Segment Open

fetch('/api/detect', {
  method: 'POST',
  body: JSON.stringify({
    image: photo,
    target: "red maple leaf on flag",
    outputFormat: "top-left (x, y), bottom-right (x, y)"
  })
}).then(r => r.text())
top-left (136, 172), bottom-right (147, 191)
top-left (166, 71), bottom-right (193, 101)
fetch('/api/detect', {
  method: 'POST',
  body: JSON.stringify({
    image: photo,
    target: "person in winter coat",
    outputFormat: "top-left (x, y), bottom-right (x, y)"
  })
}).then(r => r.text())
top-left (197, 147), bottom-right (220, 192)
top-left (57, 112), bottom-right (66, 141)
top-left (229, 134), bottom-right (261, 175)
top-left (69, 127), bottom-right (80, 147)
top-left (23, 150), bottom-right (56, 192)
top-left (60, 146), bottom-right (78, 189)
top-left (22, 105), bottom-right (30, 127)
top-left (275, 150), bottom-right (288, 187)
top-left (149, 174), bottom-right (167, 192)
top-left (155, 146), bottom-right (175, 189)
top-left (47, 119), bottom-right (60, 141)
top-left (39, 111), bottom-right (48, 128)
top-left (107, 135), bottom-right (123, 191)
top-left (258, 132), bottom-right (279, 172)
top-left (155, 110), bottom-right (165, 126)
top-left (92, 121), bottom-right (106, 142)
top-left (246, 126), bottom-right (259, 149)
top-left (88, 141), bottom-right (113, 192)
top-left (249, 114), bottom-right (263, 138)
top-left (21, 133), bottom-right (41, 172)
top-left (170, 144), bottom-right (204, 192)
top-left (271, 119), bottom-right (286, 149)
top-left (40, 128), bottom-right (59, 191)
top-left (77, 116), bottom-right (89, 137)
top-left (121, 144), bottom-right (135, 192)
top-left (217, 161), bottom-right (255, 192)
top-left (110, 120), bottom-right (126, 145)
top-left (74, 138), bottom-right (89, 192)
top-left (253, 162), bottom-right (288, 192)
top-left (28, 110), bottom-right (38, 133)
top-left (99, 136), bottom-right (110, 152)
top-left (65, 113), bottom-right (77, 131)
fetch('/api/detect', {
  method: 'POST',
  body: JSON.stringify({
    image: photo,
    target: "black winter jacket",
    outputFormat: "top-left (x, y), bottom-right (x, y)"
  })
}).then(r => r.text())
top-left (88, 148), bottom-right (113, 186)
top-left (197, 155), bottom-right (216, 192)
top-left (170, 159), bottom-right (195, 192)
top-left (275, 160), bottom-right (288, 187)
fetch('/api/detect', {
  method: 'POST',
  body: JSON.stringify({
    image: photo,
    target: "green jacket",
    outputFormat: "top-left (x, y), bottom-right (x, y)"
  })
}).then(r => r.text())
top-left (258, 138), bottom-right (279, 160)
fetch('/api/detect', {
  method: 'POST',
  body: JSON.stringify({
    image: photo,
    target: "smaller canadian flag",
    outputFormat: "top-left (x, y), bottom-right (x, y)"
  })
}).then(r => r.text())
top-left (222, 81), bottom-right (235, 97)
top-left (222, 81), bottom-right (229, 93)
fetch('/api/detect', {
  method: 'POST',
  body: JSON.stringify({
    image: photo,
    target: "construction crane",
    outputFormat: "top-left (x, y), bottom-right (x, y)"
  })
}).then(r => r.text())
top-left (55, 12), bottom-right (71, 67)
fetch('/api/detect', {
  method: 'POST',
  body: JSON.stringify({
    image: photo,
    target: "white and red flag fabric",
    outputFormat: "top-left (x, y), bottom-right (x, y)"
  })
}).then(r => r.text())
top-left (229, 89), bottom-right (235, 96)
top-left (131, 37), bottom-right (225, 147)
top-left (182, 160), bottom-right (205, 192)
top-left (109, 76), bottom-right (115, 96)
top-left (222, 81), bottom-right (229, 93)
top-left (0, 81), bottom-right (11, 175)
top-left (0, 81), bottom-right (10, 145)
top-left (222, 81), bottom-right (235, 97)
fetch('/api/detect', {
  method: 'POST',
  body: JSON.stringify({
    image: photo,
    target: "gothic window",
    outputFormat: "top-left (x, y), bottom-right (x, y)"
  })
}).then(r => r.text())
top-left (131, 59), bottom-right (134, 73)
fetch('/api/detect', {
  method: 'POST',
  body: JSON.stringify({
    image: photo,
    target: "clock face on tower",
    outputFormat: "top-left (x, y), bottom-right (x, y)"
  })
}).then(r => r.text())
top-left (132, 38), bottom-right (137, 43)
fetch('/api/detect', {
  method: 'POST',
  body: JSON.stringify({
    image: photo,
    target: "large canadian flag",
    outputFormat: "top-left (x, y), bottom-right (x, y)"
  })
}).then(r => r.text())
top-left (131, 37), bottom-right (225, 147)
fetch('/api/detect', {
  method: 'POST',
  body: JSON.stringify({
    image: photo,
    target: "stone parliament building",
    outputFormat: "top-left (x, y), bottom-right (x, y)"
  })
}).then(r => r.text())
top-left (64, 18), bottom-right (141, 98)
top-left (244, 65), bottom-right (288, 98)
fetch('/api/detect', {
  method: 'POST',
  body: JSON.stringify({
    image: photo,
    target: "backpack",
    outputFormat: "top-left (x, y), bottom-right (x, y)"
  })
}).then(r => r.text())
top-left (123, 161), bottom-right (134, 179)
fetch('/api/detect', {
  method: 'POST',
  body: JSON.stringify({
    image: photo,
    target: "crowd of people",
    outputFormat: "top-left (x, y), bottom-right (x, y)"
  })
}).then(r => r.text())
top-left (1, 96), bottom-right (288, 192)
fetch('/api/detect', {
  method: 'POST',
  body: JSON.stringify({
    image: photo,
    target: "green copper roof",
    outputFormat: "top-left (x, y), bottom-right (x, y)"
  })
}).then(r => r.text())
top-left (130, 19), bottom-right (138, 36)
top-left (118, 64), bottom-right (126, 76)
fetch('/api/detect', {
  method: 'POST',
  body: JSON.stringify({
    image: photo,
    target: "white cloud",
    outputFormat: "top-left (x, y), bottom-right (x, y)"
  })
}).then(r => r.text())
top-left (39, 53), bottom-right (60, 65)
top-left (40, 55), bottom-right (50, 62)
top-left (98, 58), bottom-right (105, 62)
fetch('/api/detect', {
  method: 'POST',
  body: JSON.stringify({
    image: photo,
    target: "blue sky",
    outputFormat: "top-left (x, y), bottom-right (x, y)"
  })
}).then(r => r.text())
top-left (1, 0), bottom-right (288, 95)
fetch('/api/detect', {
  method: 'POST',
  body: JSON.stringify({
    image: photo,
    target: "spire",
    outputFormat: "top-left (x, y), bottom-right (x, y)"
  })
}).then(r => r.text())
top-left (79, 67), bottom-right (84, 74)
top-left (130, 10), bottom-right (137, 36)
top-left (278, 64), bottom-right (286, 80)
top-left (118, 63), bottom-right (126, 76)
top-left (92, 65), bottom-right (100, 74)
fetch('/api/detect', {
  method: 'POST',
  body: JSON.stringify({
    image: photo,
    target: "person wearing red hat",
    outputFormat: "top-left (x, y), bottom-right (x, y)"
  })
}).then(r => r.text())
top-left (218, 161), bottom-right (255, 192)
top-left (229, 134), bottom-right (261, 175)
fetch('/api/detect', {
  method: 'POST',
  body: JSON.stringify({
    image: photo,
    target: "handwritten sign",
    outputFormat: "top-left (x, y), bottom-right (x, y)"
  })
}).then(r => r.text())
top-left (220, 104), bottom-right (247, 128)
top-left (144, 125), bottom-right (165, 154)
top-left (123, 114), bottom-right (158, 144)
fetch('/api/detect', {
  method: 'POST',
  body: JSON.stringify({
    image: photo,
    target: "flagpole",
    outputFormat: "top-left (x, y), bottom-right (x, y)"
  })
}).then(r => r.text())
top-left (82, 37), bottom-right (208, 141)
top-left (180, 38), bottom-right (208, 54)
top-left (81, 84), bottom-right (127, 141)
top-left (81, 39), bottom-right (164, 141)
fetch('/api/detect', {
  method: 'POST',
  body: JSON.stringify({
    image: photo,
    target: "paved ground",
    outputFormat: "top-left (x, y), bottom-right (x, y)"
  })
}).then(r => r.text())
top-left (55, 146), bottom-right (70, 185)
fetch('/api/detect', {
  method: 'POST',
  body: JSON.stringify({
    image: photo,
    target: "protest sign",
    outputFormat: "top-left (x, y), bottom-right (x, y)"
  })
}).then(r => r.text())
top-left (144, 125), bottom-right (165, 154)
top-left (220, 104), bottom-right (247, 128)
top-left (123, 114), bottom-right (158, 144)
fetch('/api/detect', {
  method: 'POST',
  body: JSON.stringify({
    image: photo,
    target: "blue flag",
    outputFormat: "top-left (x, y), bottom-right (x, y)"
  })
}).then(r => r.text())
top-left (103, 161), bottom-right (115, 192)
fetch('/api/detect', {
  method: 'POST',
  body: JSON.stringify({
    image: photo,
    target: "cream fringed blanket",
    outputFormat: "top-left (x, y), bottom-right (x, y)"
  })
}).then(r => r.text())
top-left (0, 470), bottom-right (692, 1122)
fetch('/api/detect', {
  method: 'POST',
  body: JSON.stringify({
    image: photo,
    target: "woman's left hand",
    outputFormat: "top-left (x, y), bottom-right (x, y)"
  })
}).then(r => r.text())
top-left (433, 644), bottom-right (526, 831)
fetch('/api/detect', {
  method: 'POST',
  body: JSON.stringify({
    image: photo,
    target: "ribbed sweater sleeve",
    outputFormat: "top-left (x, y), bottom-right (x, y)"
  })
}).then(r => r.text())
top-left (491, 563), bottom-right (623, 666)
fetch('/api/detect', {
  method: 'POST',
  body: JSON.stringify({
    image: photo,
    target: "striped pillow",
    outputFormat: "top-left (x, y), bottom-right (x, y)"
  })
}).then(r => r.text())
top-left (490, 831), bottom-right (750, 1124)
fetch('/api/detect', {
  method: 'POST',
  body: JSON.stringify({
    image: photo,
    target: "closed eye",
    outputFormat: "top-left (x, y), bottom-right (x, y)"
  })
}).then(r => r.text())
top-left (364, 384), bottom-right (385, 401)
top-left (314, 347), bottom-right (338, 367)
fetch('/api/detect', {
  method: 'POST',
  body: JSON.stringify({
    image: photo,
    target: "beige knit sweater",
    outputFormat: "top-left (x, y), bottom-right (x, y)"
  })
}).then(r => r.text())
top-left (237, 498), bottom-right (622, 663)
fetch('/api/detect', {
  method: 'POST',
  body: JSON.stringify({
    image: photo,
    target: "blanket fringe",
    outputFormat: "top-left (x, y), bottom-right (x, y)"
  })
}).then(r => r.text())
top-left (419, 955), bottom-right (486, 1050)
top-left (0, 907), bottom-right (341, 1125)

Segment Closed

Exercise details :: Lines of the material may hold the string "jacket". Copy each one that does.

Answer space ::
    target: "black winter jacket",
    target: "green jacket",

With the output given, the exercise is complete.